* Brief *
Count the lines in the items below that contain the word "mask", where uppercase and lowercase count as different. Reply with only that number.

** Begin **

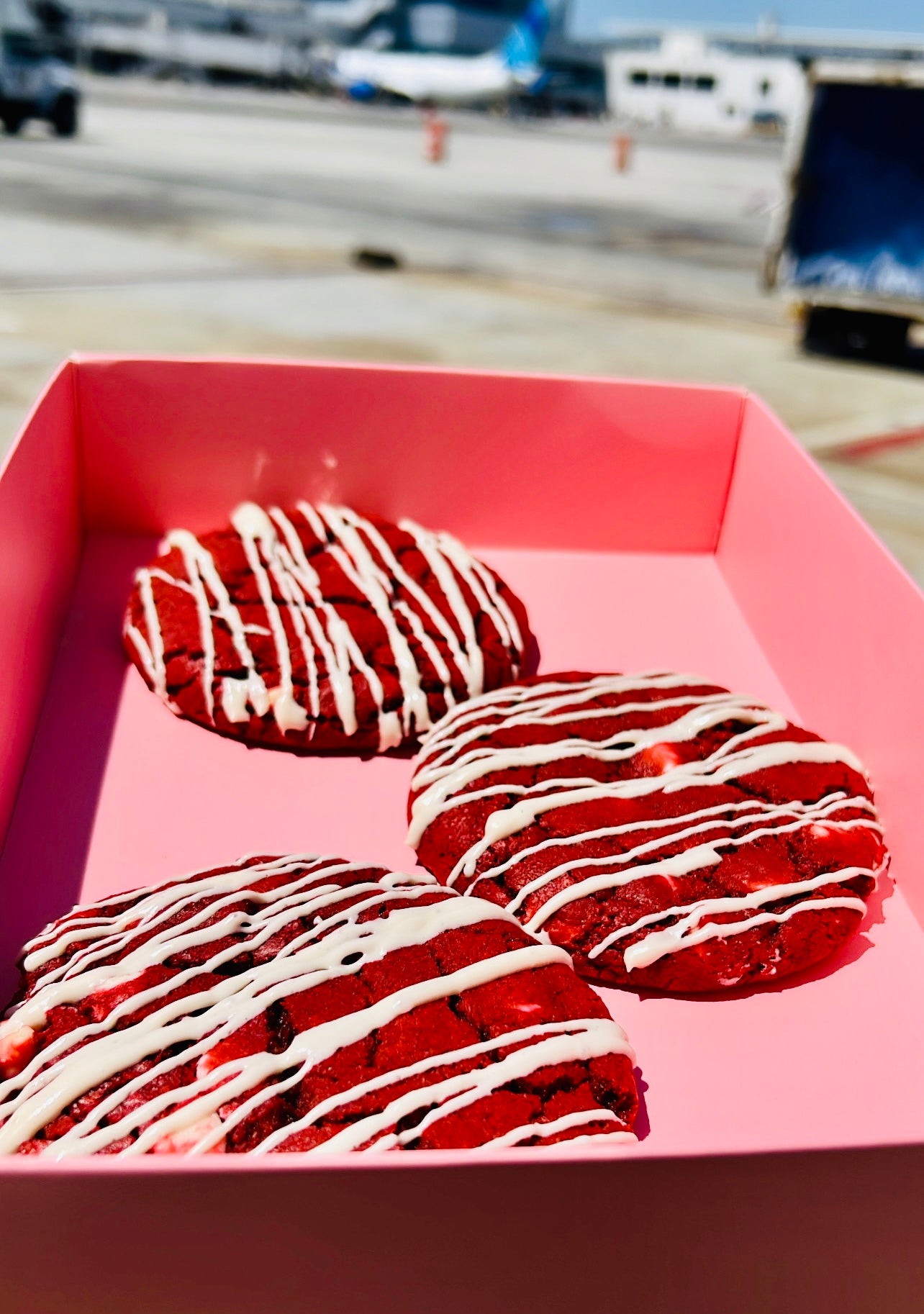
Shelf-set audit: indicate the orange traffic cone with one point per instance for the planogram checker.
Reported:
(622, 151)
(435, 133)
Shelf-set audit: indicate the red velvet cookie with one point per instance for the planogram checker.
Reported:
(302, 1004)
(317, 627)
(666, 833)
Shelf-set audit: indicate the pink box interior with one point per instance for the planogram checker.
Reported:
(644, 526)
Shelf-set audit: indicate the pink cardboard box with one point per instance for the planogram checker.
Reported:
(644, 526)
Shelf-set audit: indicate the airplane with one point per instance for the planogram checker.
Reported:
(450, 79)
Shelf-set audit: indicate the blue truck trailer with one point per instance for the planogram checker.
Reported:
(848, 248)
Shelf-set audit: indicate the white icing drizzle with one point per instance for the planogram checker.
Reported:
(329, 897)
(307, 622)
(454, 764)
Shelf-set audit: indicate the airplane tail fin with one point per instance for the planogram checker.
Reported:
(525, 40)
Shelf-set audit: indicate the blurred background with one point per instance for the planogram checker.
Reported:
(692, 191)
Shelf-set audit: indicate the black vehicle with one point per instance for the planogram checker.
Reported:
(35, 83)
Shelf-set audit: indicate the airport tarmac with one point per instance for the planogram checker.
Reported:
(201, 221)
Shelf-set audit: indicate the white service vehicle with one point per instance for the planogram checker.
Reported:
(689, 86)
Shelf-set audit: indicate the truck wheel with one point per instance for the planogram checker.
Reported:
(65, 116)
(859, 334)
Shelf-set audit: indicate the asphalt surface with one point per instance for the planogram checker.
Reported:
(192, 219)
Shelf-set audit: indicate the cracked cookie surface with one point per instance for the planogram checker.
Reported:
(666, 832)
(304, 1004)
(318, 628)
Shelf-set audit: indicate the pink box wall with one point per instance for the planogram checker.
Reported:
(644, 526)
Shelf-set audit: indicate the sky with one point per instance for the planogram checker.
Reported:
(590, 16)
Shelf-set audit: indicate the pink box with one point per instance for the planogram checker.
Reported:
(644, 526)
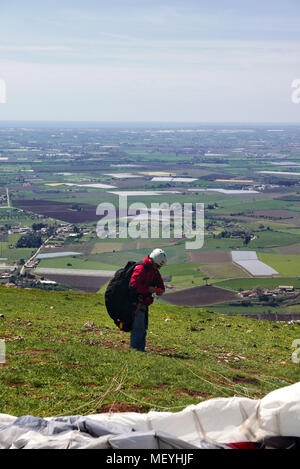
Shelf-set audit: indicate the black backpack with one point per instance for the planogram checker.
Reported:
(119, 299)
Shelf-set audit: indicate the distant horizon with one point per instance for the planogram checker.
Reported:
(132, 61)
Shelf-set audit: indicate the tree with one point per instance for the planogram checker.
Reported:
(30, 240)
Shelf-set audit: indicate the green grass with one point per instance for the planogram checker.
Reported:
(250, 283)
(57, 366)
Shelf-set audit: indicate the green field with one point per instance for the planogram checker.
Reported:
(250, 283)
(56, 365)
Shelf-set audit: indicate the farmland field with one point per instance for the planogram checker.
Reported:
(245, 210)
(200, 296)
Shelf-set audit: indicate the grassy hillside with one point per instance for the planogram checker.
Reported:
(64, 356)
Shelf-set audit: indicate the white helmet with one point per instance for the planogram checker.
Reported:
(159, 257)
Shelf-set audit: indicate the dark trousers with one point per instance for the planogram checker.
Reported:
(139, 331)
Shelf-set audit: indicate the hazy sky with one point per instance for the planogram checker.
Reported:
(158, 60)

** End **
** Begin **

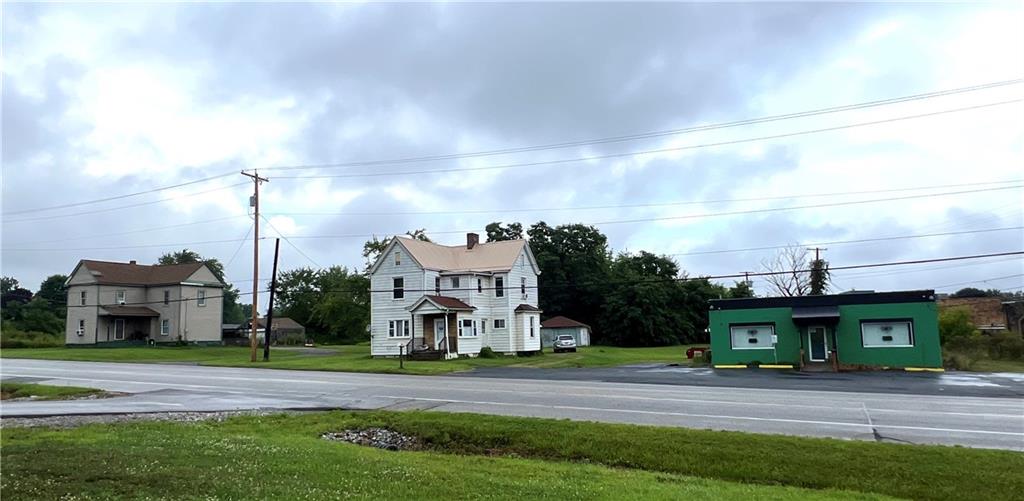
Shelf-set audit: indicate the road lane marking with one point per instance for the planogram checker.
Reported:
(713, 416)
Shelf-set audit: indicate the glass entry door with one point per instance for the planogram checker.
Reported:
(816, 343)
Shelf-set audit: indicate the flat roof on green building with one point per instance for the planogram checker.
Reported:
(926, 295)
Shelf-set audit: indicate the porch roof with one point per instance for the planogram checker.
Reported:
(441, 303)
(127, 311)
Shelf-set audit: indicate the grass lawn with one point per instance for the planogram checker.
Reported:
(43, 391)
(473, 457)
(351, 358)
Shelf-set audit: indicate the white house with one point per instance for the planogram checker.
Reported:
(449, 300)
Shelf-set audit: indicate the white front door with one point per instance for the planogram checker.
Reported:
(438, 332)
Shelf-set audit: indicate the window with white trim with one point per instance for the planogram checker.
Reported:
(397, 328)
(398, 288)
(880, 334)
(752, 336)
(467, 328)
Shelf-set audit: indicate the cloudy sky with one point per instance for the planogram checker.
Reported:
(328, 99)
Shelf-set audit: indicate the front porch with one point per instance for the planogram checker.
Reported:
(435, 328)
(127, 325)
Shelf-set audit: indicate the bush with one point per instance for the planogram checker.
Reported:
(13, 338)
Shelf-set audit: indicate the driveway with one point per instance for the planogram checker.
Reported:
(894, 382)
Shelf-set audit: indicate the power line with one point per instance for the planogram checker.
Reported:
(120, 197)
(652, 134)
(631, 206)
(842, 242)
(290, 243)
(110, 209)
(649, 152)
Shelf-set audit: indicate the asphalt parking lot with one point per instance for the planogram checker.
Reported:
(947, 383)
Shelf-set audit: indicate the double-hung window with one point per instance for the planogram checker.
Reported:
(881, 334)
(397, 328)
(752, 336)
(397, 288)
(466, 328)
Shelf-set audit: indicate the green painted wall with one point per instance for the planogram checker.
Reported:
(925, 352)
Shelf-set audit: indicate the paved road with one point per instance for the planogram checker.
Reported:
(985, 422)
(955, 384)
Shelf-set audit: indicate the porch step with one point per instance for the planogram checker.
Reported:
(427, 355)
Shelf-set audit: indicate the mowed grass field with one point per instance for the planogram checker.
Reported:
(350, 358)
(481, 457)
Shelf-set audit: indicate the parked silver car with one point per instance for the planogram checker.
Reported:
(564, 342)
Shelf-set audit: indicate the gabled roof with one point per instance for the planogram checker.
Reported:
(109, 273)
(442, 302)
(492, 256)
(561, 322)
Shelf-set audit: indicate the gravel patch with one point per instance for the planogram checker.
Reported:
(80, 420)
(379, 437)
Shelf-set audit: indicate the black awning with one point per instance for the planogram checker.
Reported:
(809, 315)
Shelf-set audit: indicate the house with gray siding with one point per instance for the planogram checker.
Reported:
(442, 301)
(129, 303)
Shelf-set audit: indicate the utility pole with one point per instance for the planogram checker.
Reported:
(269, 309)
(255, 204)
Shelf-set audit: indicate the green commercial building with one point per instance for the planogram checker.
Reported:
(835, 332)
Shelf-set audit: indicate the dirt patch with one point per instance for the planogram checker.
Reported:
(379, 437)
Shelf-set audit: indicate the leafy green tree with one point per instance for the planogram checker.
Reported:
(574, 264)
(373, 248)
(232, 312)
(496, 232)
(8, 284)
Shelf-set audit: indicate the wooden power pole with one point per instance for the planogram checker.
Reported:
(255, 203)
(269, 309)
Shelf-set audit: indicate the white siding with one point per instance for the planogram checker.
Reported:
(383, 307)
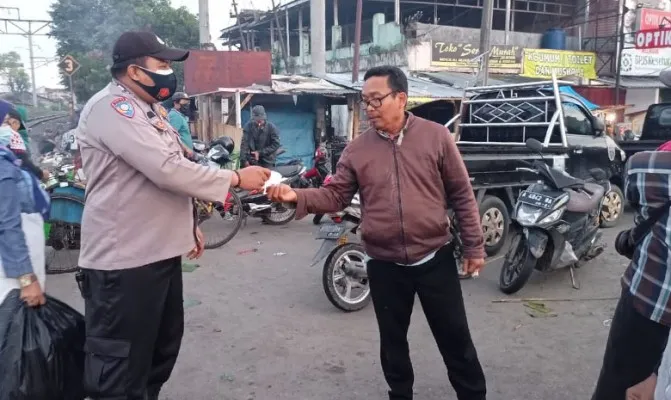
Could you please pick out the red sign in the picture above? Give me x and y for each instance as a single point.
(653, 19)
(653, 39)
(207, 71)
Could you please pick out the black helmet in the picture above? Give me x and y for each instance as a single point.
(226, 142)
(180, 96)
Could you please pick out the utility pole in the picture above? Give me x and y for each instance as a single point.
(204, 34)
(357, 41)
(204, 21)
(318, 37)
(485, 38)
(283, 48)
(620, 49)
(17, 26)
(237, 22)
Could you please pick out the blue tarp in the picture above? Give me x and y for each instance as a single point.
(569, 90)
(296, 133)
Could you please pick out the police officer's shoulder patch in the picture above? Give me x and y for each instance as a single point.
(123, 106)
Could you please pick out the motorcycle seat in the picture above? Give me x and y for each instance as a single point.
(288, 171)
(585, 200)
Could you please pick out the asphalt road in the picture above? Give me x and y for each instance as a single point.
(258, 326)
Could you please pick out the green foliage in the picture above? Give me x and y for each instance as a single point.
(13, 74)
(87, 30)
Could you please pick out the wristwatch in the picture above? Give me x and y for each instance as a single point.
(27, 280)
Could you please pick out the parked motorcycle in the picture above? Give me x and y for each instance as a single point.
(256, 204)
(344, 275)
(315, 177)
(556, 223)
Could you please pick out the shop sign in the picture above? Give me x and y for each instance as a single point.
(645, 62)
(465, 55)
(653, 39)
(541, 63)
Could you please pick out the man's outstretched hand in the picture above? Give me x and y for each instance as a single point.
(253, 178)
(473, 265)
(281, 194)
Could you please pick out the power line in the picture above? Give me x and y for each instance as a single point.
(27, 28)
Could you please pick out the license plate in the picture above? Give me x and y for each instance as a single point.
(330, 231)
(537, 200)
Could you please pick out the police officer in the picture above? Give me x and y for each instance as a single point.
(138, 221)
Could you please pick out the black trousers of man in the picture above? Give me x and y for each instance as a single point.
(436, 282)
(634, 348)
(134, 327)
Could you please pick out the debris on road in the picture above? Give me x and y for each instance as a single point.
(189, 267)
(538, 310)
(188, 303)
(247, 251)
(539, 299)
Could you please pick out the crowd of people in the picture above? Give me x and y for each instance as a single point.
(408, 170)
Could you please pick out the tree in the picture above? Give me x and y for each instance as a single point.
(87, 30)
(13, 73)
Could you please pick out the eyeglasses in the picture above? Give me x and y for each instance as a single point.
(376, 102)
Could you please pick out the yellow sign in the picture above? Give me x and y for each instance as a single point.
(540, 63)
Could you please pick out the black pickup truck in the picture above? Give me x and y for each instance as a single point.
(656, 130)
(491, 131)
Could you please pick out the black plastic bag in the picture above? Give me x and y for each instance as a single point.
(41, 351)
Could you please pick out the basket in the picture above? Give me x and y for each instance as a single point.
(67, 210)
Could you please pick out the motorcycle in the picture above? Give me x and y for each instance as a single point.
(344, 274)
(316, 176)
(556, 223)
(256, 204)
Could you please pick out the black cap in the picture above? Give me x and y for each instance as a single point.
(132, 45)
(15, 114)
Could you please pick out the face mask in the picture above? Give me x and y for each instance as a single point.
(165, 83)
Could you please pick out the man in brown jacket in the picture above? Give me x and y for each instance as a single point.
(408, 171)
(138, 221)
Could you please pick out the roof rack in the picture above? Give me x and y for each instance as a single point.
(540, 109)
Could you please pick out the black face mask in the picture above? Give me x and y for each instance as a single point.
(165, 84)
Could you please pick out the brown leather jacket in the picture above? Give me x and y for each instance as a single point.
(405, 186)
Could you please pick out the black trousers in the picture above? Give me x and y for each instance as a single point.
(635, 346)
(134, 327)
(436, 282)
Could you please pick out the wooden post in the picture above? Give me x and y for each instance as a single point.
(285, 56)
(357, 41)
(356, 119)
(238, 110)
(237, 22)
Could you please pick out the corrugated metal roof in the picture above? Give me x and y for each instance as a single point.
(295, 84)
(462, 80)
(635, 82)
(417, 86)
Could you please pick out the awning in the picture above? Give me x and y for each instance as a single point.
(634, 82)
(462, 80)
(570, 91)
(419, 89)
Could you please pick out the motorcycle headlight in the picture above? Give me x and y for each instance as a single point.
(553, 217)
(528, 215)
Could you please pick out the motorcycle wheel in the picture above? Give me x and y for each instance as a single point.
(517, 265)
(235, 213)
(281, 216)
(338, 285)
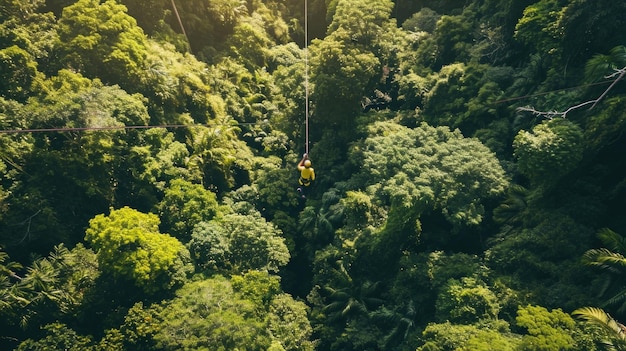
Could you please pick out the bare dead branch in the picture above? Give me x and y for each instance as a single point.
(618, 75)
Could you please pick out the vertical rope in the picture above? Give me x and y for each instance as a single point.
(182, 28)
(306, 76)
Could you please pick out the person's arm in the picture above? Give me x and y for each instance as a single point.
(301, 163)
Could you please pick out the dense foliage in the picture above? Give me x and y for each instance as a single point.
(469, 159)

** End **
** Begin **

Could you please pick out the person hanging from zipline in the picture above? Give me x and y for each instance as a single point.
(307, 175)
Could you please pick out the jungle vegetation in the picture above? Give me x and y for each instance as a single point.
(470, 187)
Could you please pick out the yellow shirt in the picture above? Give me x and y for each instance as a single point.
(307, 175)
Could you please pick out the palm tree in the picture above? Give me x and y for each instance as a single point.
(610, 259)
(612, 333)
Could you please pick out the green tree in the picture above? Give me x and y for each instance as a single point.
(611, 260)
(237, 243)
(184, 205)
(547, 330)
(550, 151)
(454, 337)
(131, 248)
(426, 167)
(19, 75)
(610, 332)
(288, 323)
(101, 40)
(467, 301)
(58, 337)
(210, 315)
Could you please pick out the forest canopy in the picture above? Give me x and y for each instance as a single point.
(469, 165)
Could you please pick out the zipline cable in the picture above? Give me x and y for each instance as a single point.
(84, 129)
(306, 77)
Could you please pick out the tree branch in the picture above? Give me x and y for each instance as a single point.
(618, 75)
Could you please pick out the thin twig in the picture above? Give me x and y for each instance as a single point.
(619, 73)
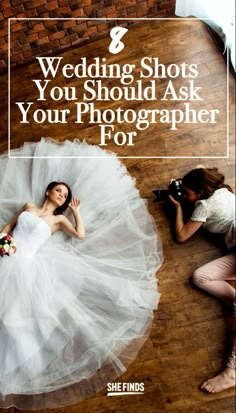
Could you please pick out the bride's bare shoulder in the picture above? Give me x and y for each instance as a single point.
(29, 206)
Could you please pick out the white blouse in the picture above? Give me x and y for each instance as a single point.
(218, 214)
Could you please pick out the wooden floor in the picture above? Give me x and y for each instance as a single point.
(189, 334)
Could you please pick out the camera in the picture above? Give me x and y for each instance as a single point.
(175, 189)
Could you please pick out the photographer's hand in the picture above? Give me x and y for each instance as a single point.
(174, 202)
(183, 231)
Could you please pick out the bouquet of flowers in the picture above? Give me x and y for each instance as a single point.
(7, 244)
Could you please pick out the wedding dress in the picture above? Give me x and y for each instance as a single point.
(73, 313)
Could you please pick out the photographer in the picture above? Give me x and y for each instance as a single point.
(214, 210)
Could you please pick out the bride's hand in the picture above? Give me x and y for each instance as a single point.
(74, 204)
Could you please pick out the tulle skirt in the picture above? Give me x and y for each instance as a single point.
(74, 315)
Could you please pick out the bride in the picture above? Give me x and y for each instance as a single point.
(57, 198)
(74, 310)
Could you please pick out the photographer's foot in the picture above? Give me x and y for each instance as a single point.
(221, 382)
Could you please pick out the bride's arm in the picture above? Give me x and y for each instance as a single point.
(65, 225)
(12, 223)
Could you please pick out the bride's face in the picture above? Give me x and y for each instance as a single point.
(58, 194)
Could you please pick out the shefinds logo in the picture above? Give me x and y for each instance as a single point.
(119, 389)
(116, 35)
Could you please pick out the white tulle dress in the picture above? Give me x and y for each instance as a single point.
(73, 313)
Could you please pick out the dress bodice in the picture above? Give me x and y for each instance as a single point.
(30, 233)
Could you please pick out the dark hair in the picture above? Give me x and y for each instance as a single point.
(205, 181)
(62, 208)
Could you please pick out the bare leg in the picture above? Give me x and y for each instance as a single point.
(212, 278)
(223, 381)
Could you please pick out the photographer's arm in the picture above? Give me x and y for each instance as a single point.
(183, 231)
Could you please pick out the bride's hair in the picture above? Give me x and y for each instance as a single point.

** End **

* Output below *
2